REQUIRED ACTION: In the listing that follows, the range to quote begins at the line that has "Target: building window" and ends after the line that has "Place one marker on each instance of the woman in black"; quote it verbatim and add nothing.
-- TASK MATERIAL follows --
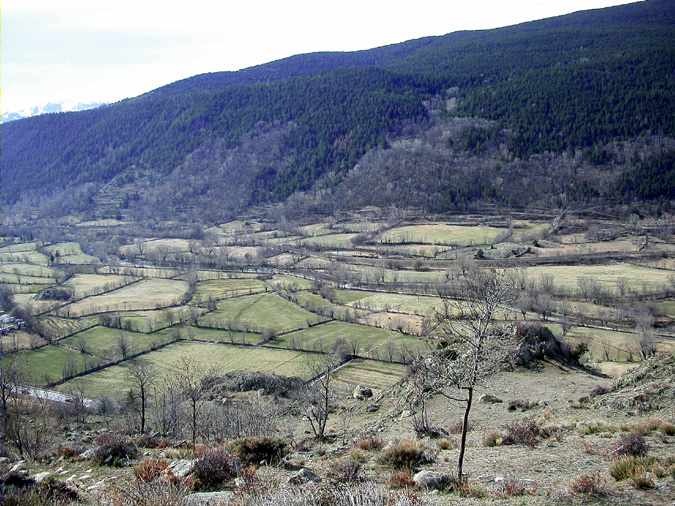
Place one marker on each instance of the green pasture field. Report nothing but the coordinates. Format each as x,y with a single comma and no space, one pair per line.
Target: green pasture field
372,374
114,381
442,234
103,342
223,288
47,364
565,277
259,312
63,249
82,285
153,293
324,337
29,257
330,241
61,327
150,321
27,269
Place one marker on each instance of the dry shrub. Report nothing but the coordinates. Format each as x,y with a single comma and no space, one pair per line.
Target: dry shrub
150,469
406,454
492,438
632,444
153,493
523,432
447,444
516,488
629,467
456,428
345,470
653,424
254,450
370,443
470,489
594,485
215,468
401,479
113,450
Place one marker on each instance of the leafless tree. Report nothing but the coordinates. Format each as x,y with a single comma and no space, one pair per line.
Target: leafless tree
142,376
319,393
189,376
474,346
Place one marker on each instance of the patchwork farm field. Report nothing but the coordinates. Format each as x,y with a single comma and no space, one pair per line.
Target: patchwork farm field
257,296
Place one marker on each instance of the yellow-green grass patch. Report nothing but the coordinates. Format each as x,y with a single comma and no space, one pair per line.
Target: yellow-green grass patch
225,288
289,282
146,294
566,277
220,358
63,249
29,257
372,374
57,328
151,321
258,313
22,269
439,233
106,343
330,241
48,364
83,285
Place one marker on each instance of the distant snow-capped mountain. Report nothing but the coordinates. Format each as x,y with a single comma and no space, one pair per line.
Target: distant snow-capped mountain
48,108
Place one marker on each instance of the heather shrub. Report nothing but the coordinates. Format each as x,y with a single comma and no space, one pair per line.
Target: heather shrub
594,485
215,468
254,450
401,479
523,432
633,444
370,443
113,450
492,438
150,469
406,454
345,470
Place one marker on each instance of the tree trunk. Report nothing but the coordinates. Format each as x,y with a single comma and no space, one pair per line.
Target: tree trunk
465,429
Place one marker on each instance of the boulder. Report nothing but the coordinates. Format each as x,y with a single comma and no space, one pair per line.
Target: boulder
208,499
432,480
303,476
489,399
362,393
181,468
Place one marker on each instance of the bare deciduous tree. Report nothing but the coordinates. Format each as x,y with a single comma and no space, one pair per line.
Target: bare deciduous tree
142,376
474,345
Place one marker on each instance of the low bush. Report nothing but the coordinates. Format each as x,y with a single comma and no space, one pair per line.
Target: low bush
627,467
370,443
150,469
594,485
113,450
401,479
632,444
406,454
254,450
345,470
447,444
492,438
523,432
215,468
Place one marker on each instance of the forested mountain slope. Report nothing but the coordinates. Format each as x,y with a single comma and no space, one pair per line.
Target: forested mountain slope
583,80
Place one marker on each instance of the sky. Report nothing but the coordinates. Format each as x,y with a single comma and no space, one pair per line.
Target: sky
105,50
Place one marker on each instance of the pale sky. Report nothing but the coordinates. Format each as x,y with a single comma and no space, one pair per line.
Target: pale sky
106,50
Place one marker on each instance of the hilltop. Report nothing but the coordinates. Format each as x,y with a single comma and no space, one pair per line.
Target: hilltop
583,103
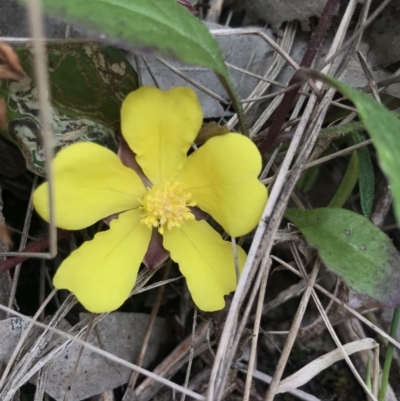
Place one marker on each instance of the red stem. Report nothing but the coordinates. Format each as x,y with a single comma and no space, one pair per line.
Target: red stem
288,99
37,246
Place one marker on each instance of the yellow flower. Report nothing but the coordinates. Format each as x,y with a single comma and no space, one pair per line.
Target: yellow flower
91,183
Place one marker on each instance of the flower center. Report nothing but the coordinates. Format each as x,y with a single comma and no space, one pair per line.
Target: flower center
166,204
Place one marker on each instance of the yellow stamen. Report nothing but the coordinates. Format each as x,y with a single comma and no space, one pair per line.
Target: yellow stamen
166,204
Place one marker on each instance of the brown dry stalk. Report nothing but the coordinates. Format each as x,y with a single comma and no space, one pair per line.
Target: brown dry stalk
10,68
287,101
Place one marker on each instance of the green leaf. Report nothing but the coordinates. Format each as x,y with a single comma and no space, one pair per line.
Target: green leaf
383,127
88,84
367,177
353,248
347,185
164,27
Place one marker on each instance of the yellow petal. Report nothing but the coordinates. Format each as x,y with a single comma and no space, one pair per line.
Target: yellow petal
222,178
206,261
159,127
102,272
90,183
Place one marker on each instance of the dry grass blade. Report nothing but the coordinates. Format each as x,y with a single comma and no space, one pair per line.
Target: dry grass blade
106,354
309,371
10,68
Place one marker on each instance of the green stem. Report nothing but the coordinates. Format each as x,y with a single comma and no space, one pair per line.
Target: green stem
389,355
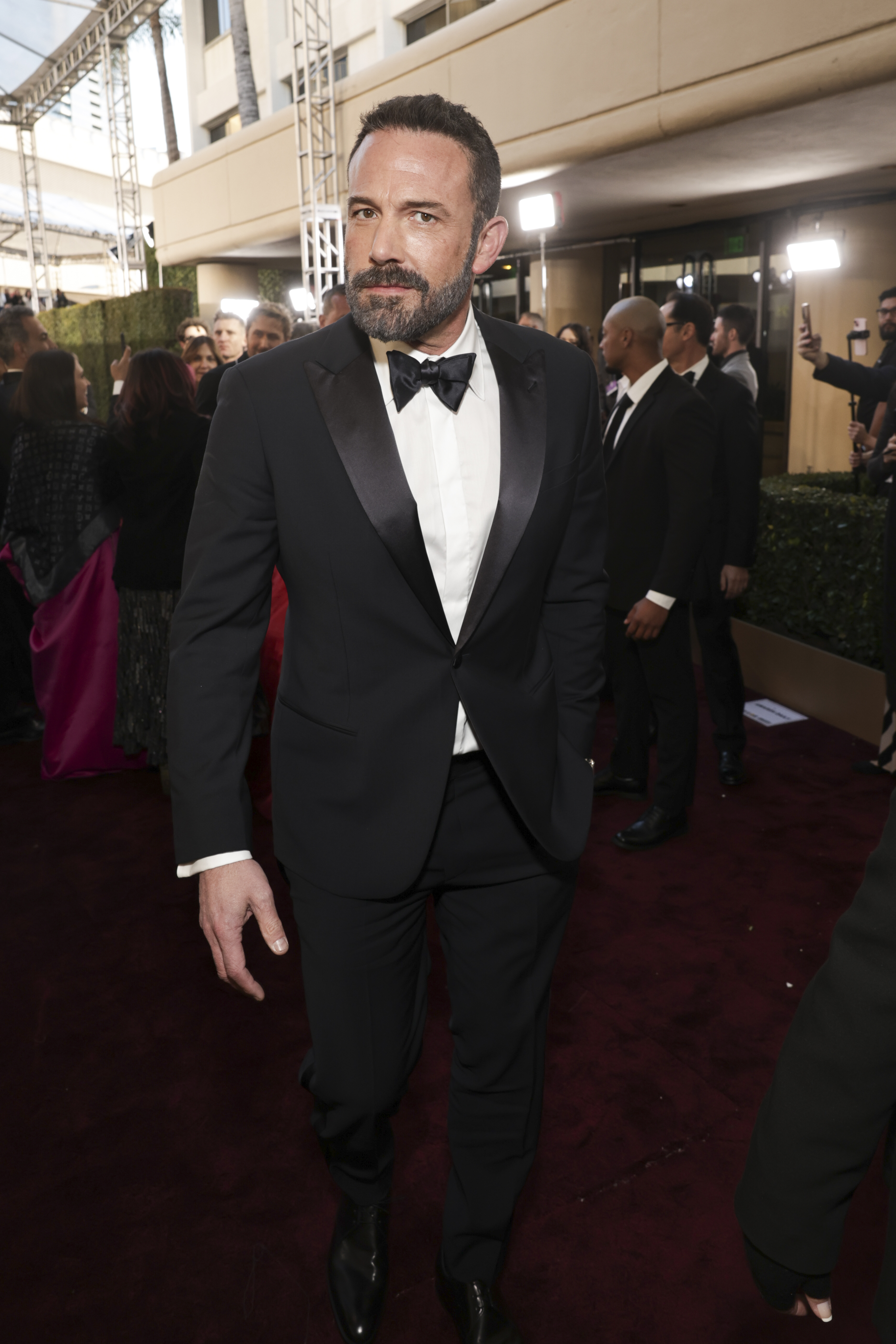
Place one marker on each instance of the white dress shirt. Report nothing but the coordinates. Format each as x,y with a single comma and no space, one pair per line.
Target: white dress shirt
636,392
453,466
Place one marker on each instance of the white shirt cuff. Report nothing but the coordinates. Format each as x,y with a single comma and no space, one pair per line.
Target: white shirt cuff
661,600
216,861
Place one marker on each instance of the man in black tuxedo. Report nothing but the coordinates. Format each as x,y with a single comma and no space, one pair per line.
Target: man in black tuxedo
659,452
831,1101
429,483
723,570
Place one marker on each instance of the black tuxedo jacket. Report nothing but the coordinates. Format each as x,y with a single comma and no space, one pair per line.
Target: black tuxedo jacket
735,480
833,1096
303,472
660,493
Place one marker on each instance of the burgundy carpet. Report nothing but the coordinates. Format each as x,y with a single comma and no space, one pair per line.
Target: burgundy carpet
162,1182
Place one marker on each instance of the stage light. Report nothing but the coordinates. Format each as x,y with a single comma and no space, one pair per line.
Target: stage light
819,254
538,213
301,300
242,307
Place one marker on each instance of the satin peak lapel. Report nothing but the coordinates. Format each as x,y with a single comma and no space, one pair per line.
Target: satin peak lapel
525,431
351,404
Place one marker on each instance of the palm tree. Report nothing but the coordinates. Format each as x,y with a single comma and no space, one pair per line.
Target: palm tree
163,24
167,111
246,95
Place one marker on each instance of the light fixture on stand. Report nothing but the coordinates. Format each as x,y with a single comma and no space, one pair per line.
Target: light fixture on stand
538,214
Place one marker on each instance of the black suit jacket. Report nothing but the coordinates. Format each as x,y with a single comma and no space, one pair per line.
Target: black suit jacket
159,467
660,493
303,472
833,1094
735,480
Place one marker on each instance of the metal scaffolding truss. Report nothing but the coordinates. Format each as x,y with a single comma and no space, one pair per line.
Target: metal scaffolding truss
100,39
322,217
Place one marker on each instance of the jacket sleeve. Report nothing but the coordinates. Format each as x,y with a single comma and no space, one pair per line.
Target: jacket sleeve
858,378
577,590
742,464
688,459
217,634
835,1086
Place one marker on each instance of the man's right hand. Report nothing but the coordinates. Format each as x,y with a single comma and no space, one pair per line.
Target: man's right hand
228,898
811,349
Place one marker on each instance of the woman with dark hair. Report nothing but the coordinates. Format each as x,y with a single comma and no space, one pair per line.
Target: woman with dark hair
158,452
577,335
58,535
201,357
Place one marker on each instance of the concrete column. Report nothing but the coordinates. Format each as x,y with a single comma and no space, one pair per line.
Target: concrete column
575,289
216,283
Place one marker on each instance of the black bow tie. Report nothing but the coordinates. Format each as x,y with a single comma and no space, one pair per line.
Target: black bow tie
446,377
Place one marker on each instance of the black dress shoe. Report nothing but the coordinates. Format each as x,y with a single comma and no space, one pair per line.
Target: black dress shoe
358,1269
609,785
473,1310
655,827
731,769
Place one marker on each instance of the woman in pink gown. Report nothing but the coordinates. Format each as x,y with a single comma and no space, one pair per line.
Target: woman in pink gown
58,537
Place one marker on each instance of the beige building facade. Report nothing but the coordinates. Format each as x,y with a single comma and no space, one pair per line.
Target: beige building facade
683,136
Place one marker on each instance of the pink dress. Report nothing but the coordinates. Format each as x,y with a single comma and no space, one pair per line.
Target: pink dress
74,655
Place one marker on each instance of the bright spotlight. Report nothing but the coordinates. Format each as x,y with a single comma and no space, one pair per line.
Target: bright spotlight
538,213
242,307
819,254
301,300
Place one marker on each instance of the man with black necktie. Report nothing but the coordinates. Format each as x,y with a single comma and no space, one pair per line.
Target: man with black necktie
659,452
439,521
723,572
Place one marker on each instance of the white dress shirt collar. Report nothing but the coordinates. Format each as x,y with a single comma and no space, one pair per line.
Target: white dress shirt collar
468,343
698,370
647,382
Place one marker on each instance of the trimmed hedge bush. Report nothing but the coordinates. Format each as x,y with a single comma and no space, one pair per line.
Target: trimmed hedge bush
93,331
819,575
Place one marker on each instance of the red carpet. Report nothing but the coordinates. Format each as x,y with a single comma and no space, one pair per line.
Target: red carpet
162,1183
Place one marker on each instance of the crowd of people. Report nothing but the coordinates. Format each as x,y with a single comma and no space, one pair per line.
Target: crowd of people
483,523
95,522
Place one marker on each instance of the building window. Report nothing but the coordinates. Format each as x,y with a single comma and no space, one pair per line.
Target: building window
225,128
446,13
217,15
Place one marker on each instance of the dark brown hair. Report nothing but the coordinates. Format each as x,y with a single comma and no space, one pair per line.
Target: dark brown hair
436,115
582,335
158,384
195,345
266,308
46,390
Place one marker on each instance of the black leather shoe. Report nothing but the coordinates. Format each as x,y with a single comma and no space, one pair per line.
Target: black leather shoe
358,1269
655,827
731,769
473,1310
609,785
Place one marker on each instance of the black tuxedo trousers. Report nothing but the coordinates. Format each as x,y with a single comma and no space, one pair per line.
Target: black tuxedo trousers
502,906
656,674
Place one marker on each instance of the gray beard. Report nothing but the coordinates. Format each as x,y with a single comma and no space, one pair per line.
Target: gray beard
385,319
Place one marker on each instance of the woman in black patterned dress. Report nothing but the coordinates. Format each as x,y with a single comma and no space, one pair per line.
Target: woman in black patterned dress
158,452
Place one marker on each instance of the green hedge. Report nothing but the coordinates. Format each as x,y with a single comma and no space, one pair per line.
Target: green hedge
819,568
93,331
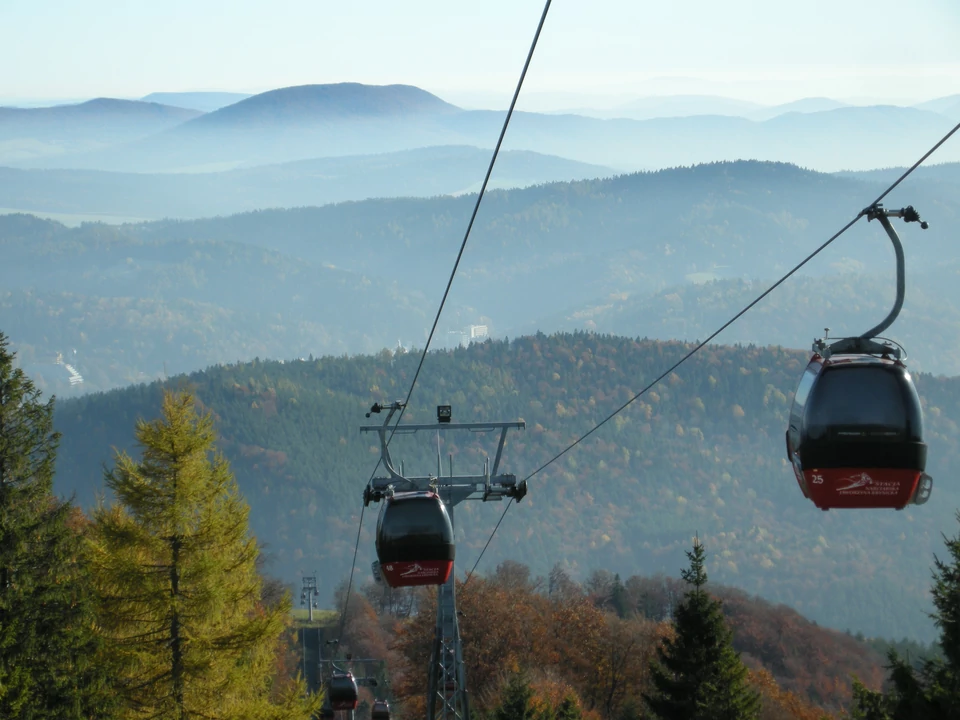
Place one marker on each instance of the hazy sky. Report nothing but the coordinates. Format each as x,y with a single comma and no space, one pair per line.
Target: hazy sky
592,51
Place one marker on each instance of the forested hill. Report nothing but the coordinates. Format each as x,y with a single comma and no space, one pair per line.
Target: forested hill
703,452
626,255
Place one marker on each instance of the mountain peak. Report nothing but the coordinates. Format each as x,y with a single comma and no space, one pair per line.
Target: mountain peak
311,103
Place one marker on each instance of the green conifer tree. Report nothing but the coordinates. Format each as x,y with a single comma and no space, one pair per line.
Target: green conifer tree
180,594
931,692
515,700
48,646
697,674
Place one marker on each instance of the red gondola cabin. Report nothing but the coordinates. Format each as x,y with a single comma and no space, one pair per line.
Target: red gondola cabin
856,434
415,540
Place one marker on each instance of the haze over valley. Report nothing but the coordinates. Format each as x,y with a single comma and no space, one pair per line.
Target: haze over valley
265,223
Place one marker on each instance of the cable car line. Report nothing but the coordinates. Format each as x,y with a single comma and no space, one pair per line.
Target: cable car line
489,539
871,208
446,292
473,215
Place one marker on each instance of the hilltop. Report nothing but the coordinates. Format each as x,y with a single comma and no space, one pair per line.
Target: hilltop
201,101
701,453
29,134
308,104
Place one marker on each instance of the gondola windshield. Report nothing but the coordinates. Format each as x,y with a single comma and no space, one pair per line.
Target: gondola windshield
415,521
862,401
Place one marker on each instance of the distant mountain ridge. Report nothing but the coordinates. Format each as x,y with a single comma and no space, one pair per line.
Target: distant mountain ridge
202,101
425,172
349,119
319,103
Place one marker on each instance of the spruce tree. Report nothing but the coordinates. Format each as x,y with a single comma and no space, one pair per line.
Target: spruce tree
515,700
697,674
931,692
49,665
175,565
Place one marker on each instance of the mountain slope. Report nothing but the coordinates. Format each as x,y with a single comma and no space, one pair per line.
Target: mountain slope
132,308
32,133
703,453
314,121
201,101
425,172
623,254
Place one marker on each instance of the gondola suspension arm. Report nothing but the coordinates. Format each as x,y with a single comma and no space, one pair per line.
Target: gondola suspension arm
865,343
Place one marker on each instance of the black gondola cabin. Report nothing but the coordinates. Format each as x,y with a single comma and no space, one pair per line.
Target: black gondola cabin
855,438
342,691
415,540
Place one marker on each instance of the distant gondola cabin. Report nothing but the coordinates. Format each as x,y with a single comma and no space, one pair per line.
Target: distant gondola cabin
342,691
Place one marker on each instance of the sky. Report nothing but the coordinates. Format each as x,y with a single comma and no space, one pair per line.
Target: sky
595,53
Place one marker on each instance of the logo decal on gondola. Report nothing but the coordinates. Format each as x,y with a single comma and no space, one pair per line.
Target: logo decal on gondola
416,570
863,484
856,481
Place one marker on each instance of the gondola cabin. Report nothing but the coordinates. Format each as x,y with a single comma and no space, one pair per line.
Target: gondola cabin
415,540
380,710
342,691
855,438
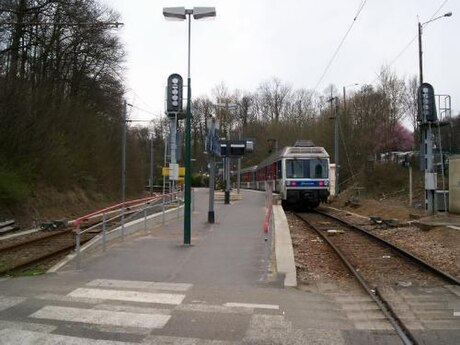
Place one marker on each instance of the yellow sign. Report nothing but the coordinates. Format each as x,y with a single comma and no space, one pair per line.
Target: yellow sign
165,171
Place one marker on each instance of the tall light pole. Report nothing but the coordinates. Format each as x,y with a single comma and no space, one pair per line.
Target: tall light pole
181,13
426,131
420,33
345,97
227,159
336,141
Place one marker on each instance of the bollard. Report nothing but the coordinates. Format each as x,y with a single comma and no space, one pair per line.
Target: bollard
163,209
77,247
104,232
145,218
123,223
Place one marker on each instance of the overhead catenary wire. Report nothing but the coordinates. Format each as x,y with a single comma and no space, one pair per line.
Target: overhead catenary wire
336,52
401,53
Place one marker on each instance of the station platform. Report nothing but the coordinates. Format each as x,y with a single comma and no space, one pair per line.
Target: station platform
151,289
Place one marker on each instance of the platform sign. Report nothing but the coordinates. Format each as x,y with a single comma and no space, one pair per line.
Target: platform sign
236,148
166,171
212,140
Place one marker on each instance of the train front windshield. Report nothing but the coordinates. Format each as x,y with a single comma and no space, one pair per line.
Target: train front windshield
307,168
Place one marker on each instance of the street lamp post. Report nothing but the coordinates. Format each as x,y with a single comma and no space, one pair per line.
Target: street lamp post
427,135
345,97
181,13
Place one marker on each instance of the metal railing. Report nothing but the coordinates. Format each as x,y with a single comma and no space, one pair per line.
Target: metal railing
114,218
268,226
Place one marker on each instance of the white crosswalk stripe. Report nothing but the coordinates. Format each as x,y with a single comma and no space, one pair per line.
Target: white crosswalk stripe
139,285
8,302
131,309
253,306
101,317
20,337
128,295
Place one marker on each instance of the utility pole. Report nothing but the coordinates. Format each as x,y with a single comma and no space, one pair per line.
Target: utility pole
151,165
123,169
336,142
212,166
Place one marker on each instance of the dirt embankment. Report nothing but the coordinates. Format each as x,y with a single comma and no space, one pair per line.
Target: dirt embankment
47,203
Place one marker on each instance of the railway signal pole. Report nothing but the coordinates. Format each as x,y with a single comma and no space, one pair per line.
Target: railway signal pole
336,141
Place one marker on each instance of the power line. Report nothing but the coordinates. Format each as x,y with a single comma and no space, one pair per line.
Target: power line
410,42
439,9
143,110
361,6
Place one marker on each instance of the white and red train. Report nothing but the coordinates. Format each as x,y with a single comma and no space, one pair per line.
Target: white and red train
299,173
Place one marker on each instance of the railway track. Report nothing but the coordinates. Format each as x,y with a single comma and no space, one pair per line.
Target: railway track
35,252
377,264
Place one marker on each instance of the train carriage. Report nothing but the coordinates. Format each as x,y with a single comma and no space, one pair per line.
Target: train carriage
299,173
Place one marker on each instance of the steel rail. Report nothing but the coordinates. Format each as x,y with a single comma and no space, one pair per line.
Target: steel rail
26,243
405,253
402,331
44,257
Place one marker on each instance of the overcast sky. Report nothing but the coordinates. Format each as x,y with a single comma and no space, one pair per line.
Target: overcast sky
251,41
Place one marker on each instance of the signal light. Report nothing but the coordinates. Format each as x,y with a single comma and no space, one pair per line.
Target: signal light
174,94
426,104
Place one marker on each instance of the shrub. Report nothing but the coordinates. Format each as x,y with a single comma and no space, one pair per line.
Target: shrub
13,188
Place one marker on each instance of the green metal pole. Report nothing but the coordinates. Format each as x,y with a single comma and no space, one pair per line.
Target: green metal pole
188,165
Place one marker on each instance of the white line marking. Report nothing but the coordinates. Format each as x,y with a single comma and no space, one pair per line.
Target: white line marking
101,317
27,326
8,302
254,306
132,296
15,337
131,284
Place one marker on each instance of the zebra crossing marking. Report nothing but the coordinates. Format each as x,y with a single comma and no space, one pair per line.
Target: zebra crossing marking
131,296
8,302
21,337
139,285
101,317
253,306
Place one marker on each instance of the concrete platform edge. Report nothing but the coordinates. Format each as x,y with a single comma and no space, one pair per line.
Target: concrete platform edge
284,251
130,228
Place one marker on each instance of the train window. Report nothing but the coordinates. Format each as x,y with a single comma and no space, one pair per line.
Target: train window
306,168
318,171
-- TASK MATERIAL concluded --
ANSWER:
Target: building window
225,128
446,13
217,15
Place one marker on each instance of the dark brown hair. Report nothing but the coordinates. Format each as x,y with a single comma and no space, one pair per line.
Target: dark brown hair
436,115
582,335
158,384
195,345
266,308
46,390
Place one marker on each instance of the black leather shoe. Report nothing but the coordinates. Format each as x,y with a single comma and no space, one pair per line.
Target: black leather shoe
358,1269
655,827
731,769
473,1310
609,785
Place one marker on each instance of the black tuxedo trousers. Report nothing but the coordinates. Format each as x,y with a single comma and no space, one pair per line.
Target: black tuxedo trousers
502,906
656,674
Place one marker on each instance of the gray beard. Report nothing but the coordinates. Format each as x,y with a single comma and no space, one pair per line.
Target: gray beard
385,319
Place one marker on each instance of the woman in black patterned dress. Report nothing but the coordinates. Format each as x,y with a single comma and no space, one pair per line.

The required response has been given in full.